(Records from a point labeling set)
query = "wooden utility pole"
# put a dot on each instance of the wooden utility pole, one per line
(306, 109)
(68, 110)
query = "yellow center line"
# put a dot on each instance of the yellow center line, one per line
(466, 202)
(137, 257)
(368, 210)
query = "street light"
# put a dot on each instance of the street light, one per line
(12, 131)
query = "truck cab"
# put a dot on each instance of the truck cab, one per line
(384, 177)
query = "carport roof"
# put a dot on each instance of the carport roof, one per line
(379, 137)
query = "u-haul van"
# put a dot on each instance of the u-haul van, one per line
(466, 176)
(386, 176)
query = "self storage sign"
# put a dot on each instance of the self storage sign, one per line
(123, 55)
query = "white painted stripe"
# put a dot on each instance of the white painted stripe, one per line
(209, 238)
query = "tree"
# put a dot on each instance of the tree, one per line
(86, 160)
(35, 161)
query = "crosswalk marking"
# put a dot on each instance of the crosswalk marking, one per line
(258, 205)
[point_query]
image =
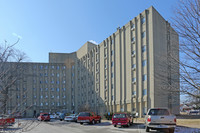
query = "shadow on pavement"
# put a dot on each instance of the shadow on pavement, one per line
(98, 124)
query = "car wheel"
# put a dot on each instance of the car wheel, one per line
(171, 130)
(93, 122)
(147, 129)
(128, 125)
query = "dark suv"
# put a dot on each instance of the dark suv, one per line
(122, 119)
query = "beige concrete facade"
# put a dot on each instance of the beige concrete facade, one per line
(119, 74)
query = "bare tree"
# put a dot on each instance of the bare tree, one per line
(187, 24)
(11, 70)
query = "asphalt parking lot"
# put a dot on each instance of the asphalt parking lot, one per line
(56, 126)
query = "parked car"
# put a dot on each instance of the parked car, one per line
(62, 116)
(88, 117)
(6, 120)
(44, 117)
(194, 112)
(159, 119)
(71, 117)
(122, 119)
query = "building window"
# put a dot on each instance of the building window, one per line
(112, 52)
(133, 66)
(112, 75)
(144, 92)
(143, 34)
(144, 63)
(34, 67)
(132, 26)
(133, 40)
(112, 64)
(134, 93)
(133, 53)
(112, 41)
(143, 20)
(144, 77)
(143, 48)
(112, 98)
(133, 80)
(105, 44)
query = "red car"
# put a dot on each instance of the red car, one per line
(6, 120)
(44, 117)
(88, 117)
(122, 119)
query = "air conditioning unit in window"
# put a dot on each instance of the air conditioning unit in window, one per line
(133, 96)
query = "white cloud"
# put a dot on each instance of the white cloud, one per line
(18, 36)
(92, 41)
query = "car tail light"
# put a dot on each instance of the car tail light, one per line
(149, 119)
(174, 119)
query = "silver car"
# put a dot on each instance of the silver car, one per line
(71, 117)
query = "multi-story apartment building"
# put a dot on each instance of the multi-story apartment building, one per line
(131, 70)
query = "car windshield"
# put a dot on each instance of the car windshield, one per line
(158, 112)
(45, 114)
(84, 114)
(119, 116)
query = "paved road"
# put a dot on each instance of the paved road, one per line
(56, 126)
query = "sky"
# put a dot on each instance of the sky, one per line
(63, 26)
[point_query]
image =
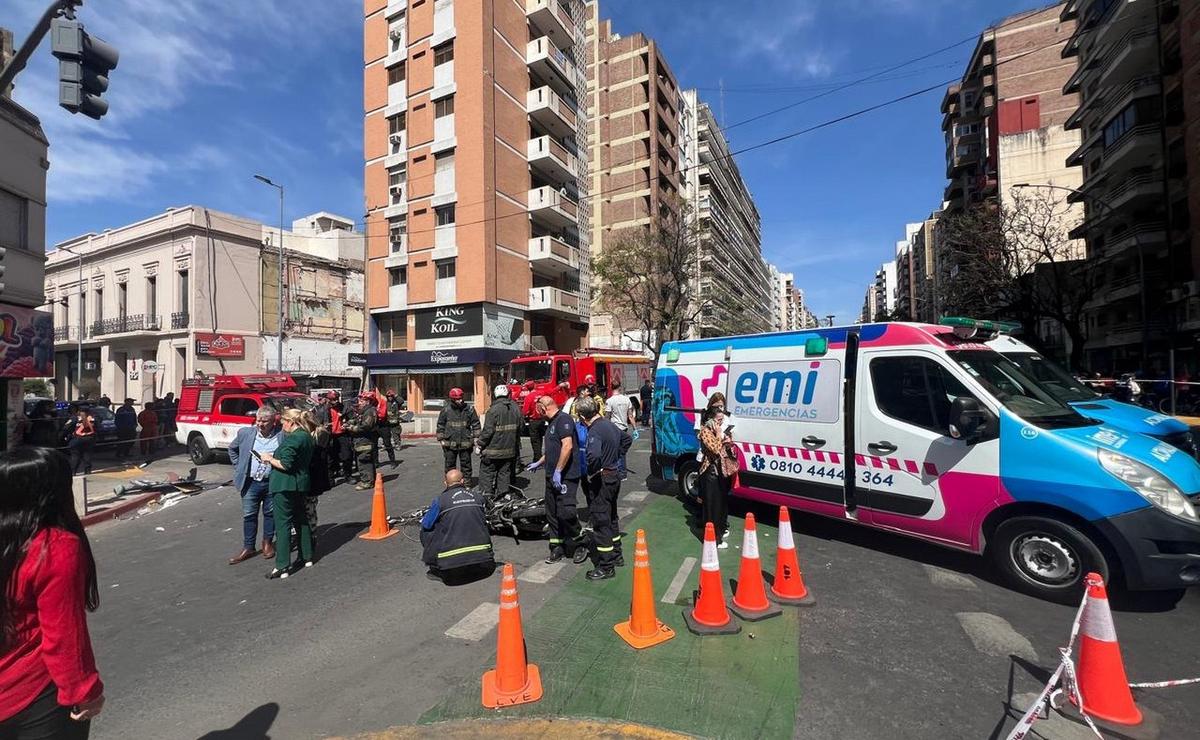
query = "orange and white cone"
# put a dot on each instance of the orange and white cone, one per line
(750, 600)
(789, 588)
(709, 614)
(1101, 674)
(515, 680)
(643, 627)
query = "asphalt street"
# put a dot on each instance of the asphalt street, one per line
(906, 641)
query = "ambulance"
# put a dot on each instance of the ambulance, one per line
(1066, 387)
(214, 408)
(925, 431)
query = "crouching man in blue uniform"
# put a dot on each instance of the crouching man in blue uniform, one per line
(454, 534)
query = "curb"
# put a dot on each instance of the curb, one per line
(117, 510)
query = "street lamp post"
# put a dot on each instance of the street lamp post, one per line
(279, 346)
(1137, 241)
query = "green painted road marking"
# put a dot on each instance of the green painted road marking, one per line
(726, 686)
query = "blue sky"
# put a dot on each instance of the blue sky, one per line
(210, 91)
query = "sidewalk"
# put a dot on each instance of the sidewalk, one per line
(729, 686)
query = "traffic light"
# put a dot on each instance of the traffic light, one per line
(84, 64)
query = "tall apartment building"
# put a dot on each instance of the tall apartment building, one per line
(28, 342)
(633, 101)
(141, 307)
(1003, 121)
(1139, 115)
(735, 284)
(477, 190)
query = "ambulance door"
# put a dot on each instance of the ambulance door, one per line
(911, 474)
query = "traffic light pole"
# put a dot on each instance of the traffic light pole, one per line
(58, 7)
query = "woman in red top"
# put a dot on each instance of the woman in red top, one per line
(48, 681)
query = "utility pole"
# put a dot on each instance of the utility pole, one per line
(279, 347)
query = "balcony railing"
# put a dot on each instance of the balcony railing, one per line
(136, 322)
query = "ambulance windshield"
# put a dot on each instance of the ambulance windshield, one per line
(1019, 391)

▸ **WRITTEN EXERCISE**:
Find each line in the material above that contains the word "traffic" and copy those lines out in full.

▸ **EXERCISE RESPONSE**:
query = "traffic light"
# put a dot on each instance of the traffic light, one per line
query = "traffic light pole"
# put a dot on each instance of the traffic light pole, one per line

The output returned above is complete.